Collected data entries
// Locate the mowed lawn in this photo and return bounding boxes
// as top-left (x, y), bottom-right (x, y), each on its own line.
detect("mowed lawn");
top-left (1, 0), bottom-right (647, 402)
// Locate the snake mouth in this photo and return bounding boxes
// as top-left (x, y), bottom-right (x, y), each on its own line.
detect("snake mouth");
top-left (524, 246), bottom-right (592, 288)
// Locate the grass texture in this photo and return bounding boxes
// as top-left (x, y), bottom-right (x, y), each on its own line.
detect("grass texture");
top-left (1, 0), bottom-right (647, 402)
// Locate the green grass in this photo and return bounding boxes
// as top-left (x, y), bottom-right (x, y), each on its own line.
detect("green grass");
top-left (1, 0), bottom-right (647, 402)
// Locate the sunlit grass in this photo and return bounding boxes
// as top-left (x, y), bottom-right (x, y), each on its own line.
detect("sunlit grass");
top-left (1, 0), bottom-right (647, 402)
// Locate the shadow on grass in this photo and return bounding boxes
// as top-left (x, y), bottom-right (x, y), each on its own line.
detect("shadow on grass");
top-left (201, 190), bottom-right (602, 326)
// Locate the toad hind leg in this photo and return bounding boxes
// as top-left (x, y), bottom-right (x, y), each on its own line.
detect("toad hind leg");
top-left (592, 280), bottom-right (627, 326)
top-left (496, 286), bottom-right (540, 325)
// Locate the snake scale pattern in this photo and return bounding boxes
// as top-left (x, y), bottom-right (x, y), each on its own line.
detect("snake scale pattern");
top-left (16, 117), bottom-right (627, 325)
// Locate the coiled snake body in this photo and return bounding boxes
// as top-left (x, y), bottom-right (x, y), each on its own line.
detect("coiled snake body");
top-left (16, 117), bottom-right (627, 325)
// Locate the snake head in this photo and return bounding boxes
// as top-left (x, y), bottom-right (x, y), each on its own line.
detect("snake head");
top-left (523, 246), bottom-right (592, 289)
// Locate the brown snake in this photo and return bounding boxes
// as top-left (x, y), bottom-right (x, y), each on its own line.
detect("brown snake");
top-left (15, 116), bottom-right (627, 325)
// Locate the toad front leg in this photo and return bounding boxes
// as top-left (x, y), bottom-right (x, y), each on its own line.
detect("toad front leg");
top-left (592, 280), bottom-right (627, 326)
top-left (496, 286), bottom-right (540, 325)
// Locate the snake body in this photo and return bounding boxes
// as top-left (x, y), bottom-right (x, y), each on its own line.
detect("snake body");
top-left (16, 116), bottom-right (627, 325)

WHAT THE EXERCISE ASKS
Your answer must be the line holding "head in this photo and return bounding boxes" and every later line of the entries above, written out exactly, and nothing else.

RESULT
// Locate the snake head in this photo and return bounding boxes
// as top-left (x, y), bottom-right (x, y), each on its own line.
detect("snake head");
top-left (523, 246), bottom-right (592, 289)
// Locate the brown snake in this photo and return bounding boxes
// as top-left (x, y), bottom-right (x, y), each on its own line.
detect("brown snake");
top-left (15, 116), bottom-right (627, 325)
// Locate the toad front leg in this photo and return bounding boxes
// as top-left (x, y), bottom-right (x, y), each on its own line.
detect("toad front leg");
top-left (592, 280), bottom-right (627, 326)
top-left (496, 286), bottom-right (540, 325)
// Locate the snake body in this photo and return bounding boxes
// as top-left (x, y), bottom-right (x, y), each on its own line.
detect("snake body");
top-left (16, 116), bottom-right (627, 325)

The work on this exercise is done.